**AIM**
Reproduce the lines from the line containing "outline green leaf" through the end of the material, with "instance" changed to "occurrence" and nothing else altered.

◆ ◆ ◆ ◆ ◆

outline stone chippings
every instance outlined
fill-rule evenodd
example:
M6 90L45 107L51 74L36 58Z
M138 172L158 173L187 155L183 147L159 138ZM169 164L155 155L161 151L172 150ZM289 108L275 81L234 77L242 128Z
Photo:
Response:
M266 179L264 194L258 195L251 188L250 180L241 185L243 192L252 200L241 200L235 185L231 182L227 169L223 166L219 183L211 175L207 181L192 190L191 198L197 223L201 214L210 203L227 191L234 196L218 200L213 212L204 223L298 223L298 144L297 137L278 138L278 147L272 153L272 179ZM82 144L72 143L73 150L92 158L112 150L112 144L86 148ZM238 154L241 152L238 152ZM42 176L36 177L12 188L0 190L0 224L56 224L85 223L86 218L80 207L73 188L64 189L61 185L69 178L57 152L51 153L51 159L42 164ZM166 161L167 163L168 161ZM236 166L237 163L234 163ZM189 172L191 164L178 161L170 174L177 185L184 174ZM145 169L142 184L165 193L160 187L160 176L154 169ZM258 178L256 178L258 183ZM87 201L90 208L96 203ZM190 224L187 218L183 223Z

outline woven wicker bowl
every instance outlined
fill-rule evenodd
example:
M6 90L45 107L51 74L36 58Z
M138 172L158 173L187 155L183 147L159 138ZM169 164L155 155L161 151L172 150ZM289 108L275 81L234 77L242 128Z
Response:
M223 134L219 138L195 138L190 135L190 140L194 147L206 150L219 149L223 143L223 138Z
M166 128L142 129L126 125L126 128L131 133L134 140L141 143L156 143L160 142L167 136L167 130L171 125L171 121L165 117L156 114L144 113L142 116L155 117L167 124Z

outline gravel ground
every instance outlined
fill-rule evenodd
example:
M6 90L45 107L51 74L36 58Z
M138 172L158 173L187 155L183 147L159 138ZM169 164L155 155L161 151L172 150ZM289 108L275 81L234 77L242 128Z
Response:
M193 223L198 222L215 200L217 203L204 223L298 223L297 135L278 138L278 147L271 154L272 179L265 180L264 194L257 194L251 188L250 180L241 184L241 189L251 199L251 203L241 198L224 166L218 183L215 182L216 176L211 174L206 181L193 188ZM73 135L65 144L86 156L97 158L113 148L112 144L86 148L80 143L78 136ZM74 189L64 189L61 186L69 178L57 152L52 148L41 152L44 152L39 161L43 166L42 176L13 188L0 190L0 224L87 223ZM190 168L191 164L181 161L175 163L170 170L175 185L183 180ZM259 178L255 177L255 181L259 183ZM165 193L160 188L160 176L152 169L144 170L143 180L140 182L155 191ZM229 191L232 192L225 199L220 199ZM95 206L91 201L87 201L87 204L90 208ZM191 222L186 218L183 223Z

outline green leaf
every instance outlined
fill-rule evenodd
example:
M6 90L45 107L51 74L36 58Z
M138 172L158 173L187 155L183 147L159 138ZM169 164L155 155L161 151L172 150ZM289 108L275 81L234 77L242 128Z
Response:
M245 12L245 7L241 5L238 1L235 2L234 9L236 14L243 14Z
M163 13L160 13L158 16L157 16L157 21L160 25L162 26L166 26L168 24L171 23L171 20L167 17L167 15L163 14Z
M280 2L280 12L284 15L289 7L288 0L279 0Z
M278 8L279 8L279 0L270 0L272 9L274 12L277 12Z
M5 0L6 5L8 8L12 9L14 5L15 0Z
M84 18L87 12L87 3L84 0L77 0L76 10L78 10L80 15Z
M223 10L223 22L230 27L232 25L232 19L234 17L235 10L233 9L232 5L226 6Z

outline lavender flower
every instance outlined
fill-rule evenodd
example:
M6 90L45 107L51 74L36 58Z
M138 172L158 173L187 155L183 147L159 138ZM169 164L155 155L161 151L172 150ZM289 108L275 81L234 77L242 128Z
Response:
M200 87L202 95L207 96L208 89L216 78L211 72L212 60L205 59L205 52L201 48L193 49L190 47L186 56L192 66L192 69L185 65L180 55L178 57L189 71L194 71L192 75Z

◆ ◆ ◆ ◆ ◆

**CORRECT OUTPUT**
outline green leaf
every occurrence outlined
fill-rule evenodd
example:
M6 90L45 107L51 74L36 58Z
M138 172L158 173L187 155L183 147L159 138ZM169 164L155 155L161 151L172 150ZM289 108L275 81L234 77L242 128Z
Response:
M245 12L245 7L241 5L238 1L235 2L234 9L236 14L243 14Z
M163 13L160 13L158 16L157 16L157 21L160 25L162 26L166 26L168 24L171 23L171 20L167 17L167 15L163 14Z
M280 2L280 12L284 15L289 7L288 0L279 0Z
M278 8L279 8L279 0L270 0L272 9L274 12L277 12Z
M5 0L6 5L8 8L12 9L14 5L15 0Z
M84 18L87 12L87 3L84 0L77 0L76 10L78 10L80 15Z
M223 10L223 22L230 27L232 25L232 19L234 17L235 10L233 9L232 5L226 6Z

outline lavender flower
every occurrence outlined
fill-rule evenodd
example:
M6 90L45 107L51 74L36 58Z
M138 172L158 173L187 155L183 147L159 138ZM169 164L155 155L161 151L172 150ZM289 108L275 81L234 77L242 128Z
Response:
M200 87L202 95L207 96L208 89L216 78L211 72L212 60L205 59L205 52L201 48L193 49L190 47L186 56L192 66L192 69L185 65L180 55L178 57L189 71L194 71L192 75Z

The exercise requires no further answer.